◆ WORK INSTRUCTION ◆
The range runs from the line containing "Practice step: point at the blurred" to the last line of the entries. Restate those lines word for word, without the pictures.

◆ DATA PROVIDED ◆

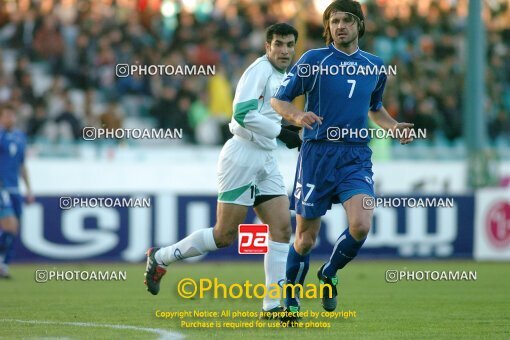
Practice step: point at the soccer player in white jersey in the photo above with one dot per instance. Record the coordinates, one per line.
(248, 173)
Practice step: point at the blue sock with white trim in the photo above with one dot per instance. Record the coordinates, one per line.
(297, 268)
(346, 248)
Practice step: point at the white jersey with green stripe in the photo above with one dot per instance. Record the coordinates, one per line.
(254, 119)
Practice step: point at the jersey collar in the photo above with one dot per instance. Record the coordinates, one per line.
(333, 47)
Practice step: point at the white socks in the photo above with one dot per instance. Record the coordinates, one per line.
(275, 262)
(198, 243)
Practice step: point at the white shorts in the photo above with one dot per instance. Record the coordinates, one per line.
(246, 171)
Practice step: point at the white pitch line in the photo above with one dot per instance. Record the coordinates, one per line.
(163, 334)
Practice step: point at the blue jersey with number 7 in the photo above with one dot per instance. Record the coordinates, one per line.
(339, 87)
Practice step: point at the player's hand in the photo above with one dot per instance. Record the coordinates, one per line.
(307, 119)
(406, 132)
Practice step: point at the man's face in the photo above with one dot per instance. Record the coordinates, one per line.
(281, 50)
(7, 118)
(343, 27)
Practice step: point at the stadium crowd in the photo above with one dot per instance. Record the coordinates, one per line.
(58, 62)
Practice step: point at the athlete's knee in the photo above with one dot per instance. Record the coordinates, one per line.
(280, 233)
(359, 229)
(304, 243)
(224, 237)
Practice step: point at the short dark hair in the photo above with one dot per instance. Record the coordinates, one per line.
(280, 29)
(350, 6)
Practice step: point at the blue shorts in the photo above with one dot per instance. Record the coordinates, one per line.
(330, 172)
(6, 208)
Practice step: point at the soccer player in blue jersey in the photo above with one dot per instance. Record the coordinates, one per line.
(332, 169)
(12, 165)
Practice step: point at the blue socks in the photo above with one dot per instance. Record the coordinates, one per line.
(346, 248)
(297, 267)
(6, 244)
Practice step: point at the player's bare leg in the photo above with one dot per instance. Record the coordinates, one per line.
(9, 226)
(202, 241)
(298, 262)
(346, 247)
(275, 212)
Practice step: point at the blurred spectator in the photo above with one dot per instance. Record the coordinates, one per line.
(112, 117)
(49, 44)
(76, 47)
(70, 126)
(38, 122)
(165, 107)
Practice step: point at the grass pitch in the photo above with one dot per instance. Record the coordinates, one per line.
(124, 309)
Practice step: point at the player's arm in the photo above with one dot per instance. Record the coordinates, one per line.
(292, 114)
(382, 118)
(249, 90)
(294, 85)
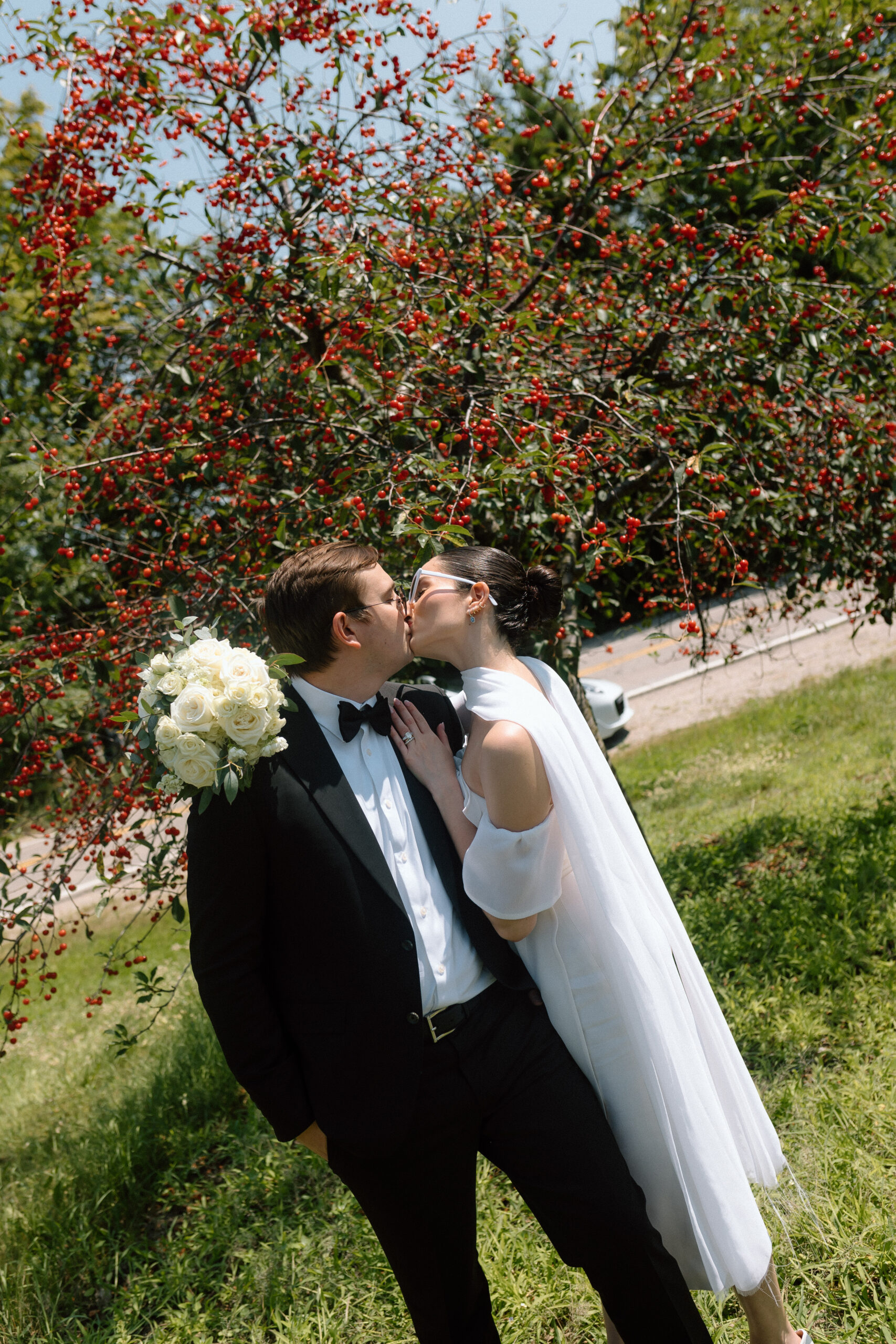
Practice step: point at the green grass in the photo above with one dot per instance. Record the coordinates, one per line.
(145, 1199)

◆ ANSWER TO THE EXERCISE ◆
Practice step: point at the blurred spectator in the photo above with one dot per instance. Record the coordinates, one per line.
(112, 117)
(49, 44)
(76, 47)
(70, 126)
(38, 122)
(165, 107)
Practice step: point at the grass pitch in the photo above with one dot per instance. Record the coordinates, one per line.
(124, 309)
Practice step: point at the player's arm in the photo above with one dot per instance. Record the coordinates, one per line.
(292, 114)
(382, 118)
(249, 90)
(294, 85)
Practice step: point at the green grass in the photo above with one dot per instance. Record the coordinates, one per line.
(145, 1199)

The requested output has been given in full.